- **PROMPT**
Give as a numbered list the lines of the listing starting with the line with "Segment the blue jean from the photo above." and going on through the line with "150;150;175;175", both included, with blank lines left out.

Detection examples
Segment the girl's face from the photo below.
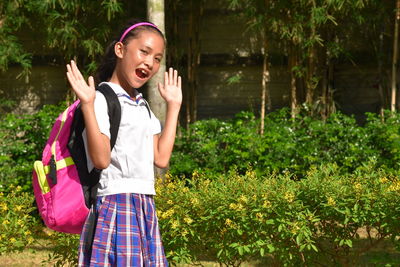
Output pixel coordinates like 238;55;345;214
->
110;30;164;93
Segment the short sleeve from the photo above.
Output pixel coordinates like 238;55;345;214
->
82;91;111;172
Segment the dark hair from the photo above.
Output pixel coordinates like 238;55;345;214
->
95;19;165;84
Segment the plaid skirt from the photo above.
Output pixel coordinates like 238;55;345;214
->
79;193;168;267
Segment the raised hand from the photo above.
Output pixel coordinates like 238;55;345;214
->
158;68;182;106
67;60;96;104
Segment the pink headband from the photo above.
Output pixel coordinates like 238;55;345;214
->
119;22;158;42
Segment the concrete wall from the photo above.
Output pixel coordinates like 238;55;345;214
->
0;0;388;122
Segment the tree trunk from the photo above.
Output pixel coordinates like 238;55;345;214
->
147;0;167;180
147;0;166;124
289;44;298;119
186;0;203;130
260;31;271;135
390;0;400;112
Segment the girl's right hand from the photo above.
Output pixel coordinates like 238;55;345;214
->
67;60;96;104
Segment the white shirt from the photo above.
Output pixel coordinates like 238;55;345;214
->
82;82;161;196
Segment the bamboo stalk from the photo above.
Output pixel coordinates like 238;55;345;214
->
390;0;400;112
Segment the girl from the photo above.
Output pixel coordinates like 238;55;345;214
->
67;19;182;266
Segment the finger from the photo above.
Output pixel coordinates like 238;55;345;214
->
174;70;178;85
88;76;94;89
164;72;169;86
67;69;75;87
71;60;84;80
158;83;164;96
169;68;174;84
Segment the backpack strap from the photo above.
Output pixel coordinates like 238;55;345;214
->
97;83;121;150
80;83;121;255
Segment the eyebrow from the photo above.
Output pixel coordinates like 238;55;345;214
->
144;45;164;57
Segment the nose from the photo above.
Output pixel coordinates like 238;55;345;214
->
144;56;154;70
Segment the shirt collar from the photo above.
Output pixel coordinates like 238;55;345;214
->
99;82;145;105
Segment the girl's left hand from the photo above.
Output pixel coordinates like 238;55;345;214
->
158;68;182;106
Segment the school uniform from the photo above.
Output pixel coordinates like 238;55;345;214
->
79;82;168;266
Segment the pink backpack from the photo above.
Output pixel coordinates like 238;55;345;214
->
33;84;121;234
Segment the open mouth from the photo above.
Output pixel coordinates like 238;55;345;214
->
136;68;150;79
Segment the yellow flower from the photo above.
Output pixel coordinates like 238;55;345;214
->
225;218;233;227
167;183;176;190
263;200;272;209
171;220;179;229
161;209;175;219
239;195;248;203
229;203;244;211
328;197;336;206
190;198;199;206
181;229;189;237
183;217;193;224
388;182;400;192
284;192;295;203
379;177;389;184
203;179;211;187
1;203;8;211
354;183;362;191
290;223;300;235
246;170;256;179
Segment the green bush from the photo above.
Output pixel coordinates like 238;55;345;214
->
0;103;66;192
0;186;38;255
171;109;400;178
156;163;400;266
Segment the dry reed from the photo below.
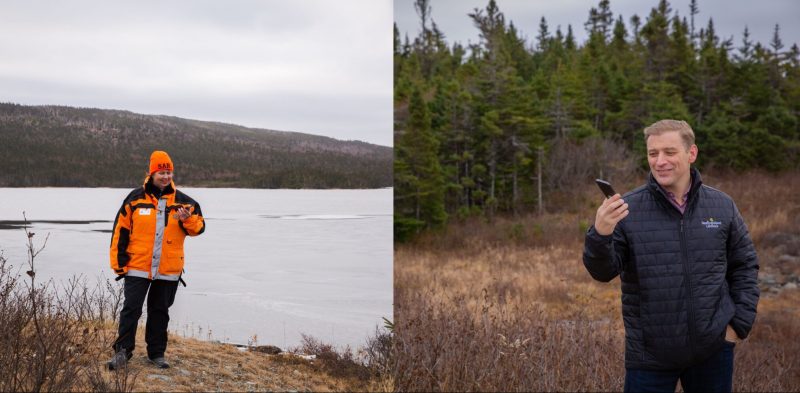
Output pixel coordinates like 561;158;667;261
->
394;173;800;391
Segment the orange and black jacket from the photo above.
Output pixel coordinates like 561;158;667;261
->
110;177;206;281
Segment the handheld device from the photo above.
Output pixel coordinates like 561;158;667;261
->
594;179;617;198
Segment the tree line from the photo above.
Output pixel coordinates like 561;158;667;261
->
0;103;392;188
394;0;800;241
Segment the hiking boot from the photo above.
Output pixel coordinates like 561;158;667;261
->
148;356;169;368
106;348;133;371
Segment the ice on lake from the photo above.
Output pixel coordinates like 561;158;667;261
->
0;186;393;348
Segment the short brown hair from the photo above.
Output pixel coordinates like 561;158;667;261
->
644;119;694;150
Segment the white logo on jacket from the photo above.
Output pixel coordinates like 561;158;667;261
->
700;217;722;229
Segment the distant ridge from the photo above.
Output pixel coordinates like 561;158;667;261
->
0;103;393;188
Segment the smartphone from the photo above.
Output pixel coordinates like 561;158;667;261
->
594;179;617;198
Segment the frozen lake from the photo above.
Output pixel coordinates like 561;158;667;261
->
0;185;393;348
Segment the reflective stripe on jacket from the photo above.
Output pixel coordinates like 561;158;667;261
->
110;177;206;281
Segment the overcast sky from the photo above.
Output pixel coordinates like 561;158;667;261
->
394;0;800;54
0;0;393;146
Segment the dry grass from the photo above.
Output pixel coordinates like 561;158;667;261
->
88;329;379;392
394;170;800;391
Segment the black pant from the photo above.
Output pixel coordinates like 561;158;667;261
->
114;277;178;359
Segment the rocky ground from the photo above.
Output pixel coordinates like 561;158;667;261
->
98;330;391;392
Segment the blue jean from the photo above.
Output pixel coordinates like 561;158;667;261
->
625;341;736;393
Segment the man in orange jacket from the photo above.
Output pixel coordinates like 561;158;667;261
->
108;151;205;370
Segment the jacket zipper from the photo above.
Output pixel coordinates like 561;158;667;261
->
680;217;695;359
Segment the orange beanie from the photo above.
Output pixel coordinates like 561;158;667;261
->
150;150;175;175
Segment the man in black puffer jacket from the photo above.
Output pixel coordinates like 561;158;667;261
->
583;120;759;392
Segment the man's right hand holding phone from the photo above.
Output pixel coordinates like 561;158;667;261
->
594;194;628;236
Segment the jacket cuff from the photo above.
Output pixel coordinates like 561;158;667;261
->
586;224;614;244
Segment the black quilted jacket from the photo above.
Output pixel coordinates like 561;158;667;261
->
583;168;759;370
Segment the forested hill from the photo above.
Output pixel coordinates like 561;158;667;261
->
394;0;800;239
0;103;393;188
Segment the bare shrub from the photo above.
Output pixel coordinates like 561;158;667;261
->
0;216;133;392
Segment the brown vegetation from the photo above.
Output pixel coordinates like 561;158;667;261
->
394;173;800;391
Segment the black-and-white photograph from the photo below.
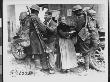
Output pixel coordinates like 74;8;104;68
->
4;0;108;82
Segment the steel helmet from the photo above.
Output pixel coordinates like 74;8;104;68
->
19;12;27;20
88;9;96;15
72;5;82;11
31;5;40;11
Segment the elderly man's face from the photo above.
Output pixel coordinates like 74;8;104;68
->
73;10;82;16
44;14;52;20
61;17;66;23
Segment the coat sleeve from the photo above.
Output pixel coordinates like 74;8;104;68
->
32;16;47;32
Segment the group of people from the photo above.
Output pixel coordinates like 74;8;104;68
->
18;5;99;73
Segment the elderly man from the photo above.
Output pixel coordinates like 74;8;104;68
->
20;5;53;72
44;11;57;73
73;5;99;73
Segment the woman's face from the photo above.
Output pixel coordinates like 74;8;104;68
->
61;17;66;23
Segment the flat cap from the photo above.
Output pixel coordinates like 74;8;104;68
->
19;12;27;20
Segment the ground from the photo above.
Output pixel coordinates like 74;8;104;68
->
3;44;107;82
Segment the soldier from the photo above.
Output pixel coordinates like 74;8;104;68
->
44;11;57;73
73;5;99;74
23;5;51;72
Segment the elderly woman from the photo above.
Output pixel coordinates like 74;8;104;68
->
57;16;78;73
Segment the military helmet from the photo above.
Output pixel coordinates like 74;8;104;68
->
83;7;90;12
31;5;40;11
19;12;27;20
72;5;82;11
88;9;96;15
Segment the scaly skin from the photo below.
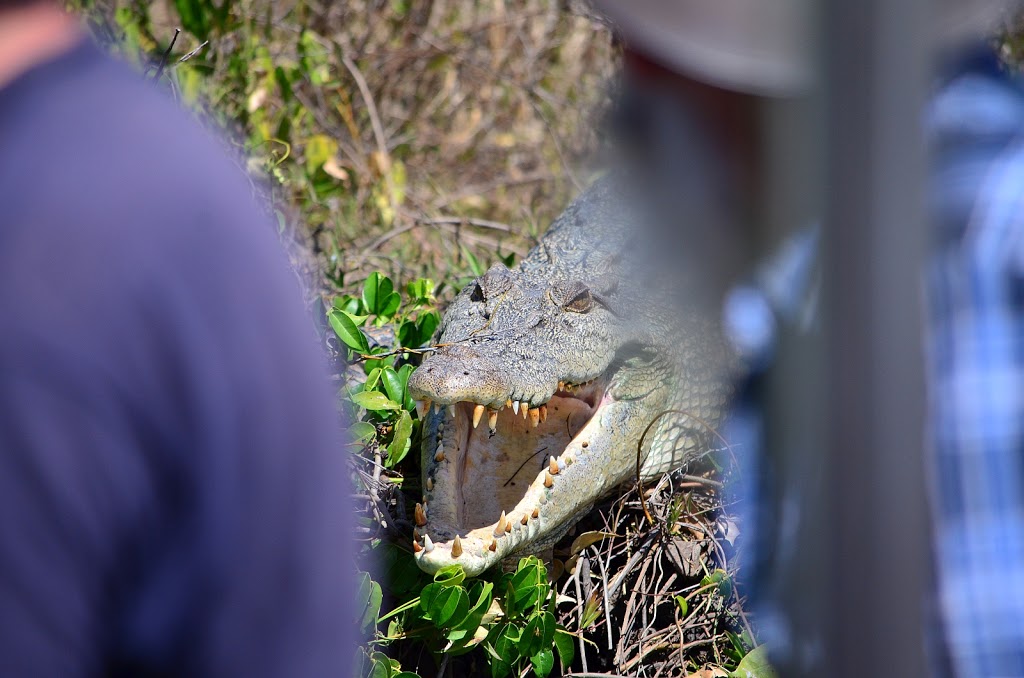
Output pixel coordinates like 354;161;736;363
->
409;179;734;575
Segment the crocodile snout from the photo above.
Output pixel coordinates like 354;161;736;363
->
409;345;511;408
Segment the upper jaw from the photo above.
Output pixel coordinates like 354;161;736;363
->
414;383;613;576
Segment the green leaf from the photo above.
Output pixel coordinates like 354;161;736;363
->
554;629;575;673
490;624;521;678
700;569;732;598
384;410;413;468
362;368;387;391
327;308;370;353
174;0;210;40
362;270;394;315
529;647;555;678
511;556;548;610
377;292;401;319
352;391;401;412
416;310;441;348
434;563;466;586
420;583;469;627
348;421;377;442
374;543;426;596
381;368;406;404
449;582;494;651
355;573;383;633
729;645;775;678
519;615;555;656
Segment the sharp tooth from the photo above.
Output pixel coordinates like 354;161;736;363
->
495;511;506;537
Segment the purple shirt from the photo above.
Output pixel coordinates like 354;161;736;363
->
0;39;353;678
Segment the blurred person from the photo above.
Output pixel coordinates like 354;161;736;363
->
594;0;1024;678
0;0;353;678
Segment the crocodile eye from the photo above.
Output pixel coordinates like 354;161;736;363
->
562;287;594;313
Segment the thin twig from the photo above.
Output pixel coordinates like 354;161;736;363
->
178;40;210;63
153;29;181;82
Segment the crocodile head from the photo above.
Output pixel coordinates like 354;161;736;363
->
409;178;724;575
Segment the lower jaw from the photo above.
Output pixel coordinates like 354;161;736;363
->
414;393;604;575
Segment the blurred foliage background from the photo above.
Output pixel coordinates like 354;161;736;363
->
70;0;615;303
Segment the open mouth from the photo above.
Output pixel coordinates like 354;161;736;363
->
414;378;607;574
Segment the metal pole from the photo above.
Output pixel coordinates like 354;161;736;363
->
819;0;929;678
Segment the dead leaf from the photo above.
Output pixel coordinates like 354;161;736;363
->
665;537;703;578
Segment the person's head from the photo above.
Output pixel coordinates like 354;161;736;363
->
591;0;1020;288
0;0;81;88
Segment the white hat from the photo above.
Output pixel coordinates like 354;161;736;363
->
592;0;1017;96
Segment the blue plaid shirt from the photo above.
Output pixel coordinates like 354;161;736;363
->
926;46;1024;678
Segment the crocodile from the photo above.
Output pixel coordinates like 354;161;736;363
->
409;177;736;576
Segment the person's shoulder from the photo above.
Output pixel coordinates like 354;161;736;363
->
7;44;260;229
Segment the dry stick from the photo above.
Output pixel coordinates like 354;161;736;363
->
178;40;210;63
572;567;587;672
153;29;181;82
590;546;614;652
637;410;732;525
340;49;398;212
362;216;515;253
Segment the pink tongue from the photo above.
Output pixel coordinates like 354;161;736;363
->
459;397;593;531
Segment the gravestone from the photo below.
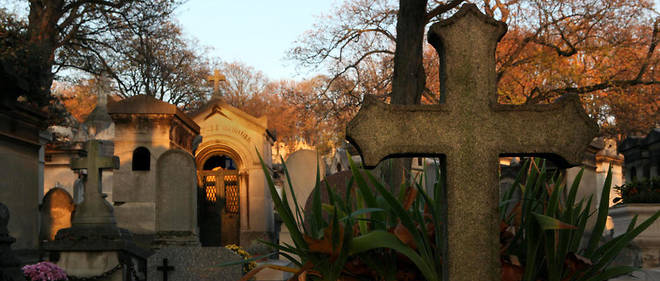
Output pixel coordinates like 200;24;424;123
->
346;5;598;281
280;149;325;252
154;149;199;247
284;149;325;215
147;247;243;281
39;187;75;241
0;203;25;281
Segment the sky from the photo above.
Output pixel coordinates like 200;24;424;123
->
176;0;338;80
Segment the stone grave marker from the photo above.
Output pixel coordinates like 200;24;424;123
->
283;149;325;213
0;203;25;281
280;149;325;249
154;149;199;246
346;5;598;281
42;140;150;281
147;247;243;281
39;187;75;241
301;170;378;223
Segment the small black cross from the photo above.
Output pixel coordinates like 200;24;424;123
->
156;259;174;281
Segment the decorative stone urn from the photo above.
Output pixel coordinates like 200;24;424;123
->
609;203;660;270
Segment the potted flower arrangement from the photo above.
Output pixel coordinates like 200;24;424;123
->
22;261;68;281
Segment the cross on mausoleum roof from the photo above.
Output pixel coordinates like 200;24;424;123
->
346;5;598;281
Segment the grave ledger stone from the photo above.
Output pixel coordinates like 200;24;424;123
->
43;141;150;281
346;5;598;281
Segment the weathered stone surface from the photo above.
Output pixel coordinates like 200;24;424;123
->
346;5;598;281
156;149;199;245
71;140;119;226
0;203;25;281
39;187;75;241
147;247;242;281
279;149;325;252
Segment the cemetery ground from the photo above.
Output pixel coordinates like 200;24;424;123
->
0;1;660;281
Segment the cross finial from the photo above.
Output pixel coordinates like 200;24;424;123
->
208;69;227;95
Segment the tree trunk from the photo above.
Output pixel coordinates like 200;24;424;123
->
386;0;427;190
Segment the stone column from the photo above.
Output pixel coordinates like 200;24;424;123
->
44;141;150;281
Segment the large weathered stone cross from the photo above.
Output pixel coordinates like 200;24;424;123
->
346;5;598;281
71;140;119;226
207;69;227;94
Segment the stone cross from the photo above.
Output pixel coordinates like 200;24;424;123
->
156;259;174;281
346;5;598;281
71;140;119;226
208;69;227;95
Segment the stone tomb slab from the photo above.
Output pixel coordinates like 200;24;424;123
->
346;4;598;281
147;247;243;281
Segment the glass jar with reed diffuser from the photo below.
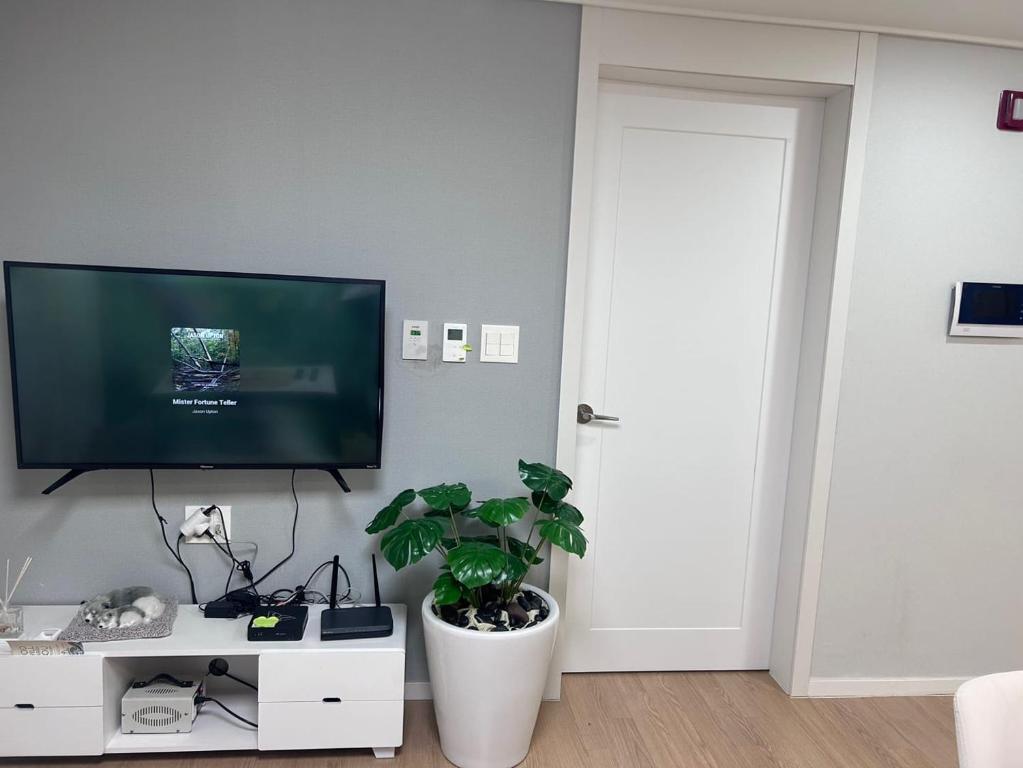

- **EXERCISE RESPONSE**
1. Segment the blue jean from the photo above.
2. Output pixel coordinates like 561;158;667;261
3. ->
4. 625;341;736;393
5. Segment the man in orange jacket from the photo above.
6. Output pixel coordinates like 561;158;667;261
7. ->
8. 108;151;205;370
9. Segment the jacket zipper from the photo above.
10. Output pixel coordinates like 561;158;667;261
11. ->
12. 680;217;695;359
13. Segment the orange beanie from the photo above.
14. Output pixel coordinates like 561;158;667;261
15. ->
16. 150;150;175;175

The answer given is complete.